**What the task asks:**
Provide only the number of lines in the following data that contain "below".
⁂
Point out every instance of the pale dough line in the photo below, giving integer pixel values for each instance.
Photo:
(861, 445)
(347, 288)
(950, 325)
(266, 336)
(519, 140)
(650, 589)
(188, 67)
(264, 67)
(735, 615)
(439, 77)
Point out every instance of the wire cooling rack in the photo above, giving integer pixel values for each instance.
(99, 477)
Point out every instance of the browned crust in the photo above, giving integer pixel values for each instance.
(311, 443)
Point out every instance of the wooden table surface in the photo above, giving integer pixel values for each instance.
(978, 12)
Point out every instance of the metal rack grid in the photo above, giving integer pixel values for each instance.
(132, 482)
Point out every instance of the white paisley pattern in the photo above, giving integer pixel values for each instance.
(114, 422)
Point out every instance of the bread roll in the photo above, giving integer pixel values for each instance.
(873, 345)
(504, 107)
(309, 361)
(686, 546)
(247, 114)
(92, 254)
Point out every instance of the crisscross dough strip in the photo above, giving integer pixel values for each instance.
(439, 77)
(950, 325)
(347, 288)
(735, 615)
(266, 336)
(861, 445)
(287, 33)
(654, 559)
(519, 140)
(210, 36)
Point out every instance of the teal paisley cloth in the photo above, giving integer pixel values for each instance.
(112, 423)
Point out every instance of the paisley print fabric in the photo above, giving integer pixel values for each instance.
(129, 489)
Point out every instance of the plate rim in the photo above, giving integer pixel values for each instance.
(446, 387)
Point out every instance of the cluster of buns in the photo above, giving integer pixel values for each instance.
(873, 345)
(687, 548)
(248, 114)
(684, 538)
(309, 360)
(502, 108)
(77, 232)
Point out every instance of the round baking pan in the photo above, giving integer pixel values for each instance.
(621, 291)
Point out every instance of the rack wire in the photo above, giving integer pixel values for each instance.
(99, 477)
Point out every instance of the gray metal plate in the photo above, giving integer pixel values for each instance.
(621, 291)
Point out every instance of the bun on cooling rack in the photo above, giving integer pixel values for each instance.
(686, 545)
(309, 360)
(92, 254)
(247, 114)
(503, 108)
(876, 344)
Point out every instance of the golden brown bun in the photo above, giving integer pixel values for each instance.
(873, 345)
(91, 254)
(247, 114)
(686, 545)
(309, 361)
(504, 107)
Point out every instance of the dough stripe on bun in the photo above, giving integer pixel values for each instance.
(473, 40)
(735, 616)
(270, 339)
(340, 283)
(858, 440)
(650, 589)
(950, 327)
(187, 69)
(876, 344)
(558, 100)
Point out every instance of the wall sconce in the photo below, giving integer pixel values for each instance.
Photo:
⁂
**Exercise result:**
2